SELECTED PASSAGE:

-----

How to Install Shiplap for a Timely and Timeless Accent Wall

Before & After How-To

I’ve often mentioned how amazingly capable and talented my family is…my ENTIRE family! I’ve loved showing y’all the projects they’ve accomplished over the years like my Cousin Jim (and sons), who built a beautiful and very useful garden shed out of his dad’s 100+ barn wood. Or, how my mom-in-law, Roseann Munger made these fabulous mosaic outdoor furniture pieces, and the cute way my Cousin Diane repurposed vintage items into gorgeous garden decor.

Well, they’ve done it again! Today’s post is brought to you by my Cousins Steven and Tucker Hart. I’m so proud of them! They tackled the very timely and, in my opinion, timeless material: shiplap.

(Cue: mic pass)

A little over a year ago Steven and I decided to build. We made the big decision to build and move out of our first home together. It was so much fun designing everything about our new house! However, upgrades start adding up, so we decided we would add character/our mark on the house with some DYIs instead of paying the builder.

-----

DATA EXCERPTS:

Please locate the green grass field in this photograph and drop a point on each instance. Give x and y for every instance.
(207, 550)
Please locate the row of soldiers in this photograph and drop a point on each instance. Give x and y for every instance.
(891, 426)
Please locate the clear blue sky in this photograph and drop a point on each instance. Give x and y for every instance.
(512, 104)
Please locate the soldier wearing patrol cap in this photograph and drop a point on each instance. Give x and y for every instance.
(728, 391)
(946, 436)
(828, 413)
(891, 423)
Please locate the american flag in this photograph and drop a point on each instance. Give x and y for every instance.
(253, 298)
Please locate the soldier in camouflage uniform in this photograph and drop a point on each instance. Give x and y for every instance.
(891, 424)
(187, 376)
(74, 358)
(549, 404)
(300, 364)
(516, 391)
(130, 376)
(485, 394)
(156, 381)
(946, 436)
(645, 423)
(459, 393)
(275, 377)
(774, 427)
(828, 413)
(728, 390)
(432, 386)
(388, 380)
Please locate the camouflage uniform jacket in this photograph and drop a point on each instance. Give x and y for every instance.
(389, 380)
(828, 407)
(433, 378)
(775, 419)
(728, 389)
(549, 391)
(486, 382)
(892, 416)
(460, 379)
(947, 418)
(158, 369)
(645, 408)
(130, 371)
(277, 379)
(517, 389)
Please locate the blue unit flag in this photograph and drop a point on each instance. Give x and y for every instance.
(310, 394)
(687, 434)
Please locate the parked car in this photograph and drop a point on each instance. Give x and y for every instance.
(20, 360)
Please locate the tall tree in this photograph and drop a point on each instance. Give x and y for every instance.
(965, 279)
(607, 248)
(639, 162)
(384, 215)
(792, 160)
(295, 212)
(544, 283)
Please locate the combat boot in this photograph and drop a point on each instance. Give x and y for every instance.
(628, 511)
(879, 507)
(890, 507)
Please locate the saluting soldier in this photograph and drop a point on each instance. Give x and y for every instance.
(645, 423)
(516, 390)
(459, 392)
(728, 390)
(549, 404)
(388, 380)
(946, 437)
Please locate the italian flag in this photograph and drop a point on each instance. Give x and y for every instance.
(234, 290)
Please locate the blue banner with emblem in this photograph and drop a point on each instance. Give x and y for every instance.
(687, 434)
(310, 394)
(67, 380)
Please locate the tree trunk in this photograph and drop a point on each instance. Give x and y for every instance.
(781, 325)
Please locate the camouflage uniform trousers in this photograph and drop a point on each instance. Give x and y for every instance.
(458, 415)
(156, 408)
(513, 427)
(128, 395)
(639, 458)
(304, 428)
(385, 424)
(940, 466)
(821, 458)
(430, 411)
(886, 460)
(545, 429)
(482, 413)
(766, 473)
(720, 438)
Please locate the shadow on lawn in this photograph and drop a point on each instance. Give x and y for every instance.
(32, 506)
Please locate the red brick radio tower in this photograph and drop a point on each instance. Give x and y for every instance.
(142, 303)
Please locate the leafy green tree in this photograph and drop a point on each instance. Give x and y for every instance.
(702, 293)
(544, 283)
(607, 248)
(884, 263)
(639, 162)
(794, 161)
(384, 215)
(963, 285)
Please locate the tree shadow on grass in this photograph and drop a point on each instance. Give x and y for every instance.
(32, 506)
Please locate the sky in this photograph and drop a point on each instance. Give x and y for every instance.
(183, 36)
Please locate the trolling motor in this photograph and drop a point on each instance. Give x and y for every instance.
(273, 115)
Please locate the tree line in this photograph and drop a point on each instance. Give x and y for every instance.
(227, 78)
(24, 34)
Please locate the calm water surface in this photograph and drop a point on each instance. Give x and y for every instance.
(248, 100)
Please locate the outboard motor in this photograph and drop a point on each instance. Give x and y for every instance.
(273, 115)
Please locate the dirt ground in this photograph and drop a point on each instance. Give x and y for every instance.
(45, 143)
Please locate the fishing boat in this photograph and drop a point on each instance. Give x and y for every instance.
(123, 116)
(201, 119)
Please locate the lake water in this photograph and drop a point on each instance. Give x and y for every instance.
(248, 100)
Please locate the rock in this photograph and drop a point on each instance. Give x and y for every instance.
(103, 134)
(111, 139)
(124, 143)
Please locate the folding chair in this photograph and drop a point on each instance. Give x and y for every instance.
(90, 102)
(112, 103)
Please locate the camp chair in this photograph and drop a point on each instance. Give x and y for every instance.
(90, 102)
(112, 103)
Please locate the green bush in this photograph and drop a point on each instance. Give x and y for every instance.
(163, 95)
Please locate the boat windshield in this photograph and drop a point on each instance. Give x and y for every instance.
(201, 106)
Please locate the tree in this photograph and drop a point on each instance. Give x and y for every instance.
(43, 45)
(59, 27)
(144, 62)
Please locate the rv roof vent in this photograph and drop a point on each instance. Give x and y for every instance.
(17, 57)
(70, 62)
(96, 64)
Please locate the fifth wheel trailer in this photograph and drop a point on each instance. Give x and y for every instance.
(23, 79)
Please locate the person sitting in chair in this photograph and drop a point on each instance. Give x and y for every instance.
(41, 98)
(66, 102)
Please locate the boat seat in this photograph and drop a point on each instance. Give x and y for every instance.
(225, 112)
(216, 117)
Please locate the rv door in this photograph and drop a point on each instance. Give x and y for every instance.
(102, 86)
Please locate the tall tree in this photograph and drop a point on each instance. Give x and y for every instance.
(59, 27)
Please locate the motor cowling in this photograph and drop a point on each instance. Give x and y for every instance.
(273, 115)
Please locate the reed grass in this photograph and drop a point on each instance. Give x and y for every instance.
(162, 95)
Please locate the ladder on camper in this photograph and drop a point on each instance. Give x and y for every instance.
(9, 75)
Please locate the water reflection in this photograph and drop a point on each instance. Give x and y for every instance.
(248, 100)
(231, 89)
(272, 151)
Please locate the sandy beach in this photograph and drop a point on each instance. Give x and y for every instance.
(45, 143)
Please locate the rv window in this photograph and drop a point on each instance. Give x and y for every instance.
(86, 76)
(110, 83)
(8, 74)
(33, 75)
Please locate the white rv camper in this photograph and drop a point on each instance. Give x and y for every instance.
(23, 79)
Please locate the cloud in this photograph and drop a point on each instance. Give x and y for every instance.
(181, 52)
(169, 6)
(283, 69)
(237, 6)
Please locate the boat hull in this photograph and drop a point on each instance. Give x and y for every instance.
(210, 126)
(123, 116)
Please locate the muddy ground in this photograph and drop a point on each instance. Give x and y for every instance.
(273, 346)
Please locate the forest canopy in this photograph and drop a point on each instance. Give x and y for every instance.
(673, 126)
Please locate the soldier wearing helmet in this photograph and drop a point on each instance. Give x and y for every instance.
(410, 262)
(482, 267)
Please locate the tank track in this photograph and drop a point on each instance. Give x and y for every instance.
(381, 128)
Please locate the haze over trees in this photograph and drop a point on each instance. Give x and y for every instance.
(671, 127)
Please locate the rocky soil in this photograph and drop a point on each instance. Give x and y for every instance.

-----

WORK REQUIRED: Reproduce the shiplap post word for word, starting at the words "Before & After" and ending after "timeless material: shiplap.". Draw solely on the shiplap post when responding.

REPLY:
Before & After How-To

I’ve often mentioned how amazingly capable and talented my family is…my ENTIRE family! I’ve loved showing y’all the projects they’ve accomplished over the years like my Cousin Jim (and sons), who built a beautiful and very useful garden shed out of his dad’s 100+ barn wood. Or, how my mom-in-law, Roseann Munger made these fabulous mosaic outdoor furniture pieces, and the cute way my Cousin Diane repurposed vintage items into gorgeous garden decor.

Well, they’ve done it again! Today’s post is brought to you by my Cousins Steven and Tucker Hart. I’m so proud of them! They tackled the very timely and, in my opinion, timeless material: shiplap.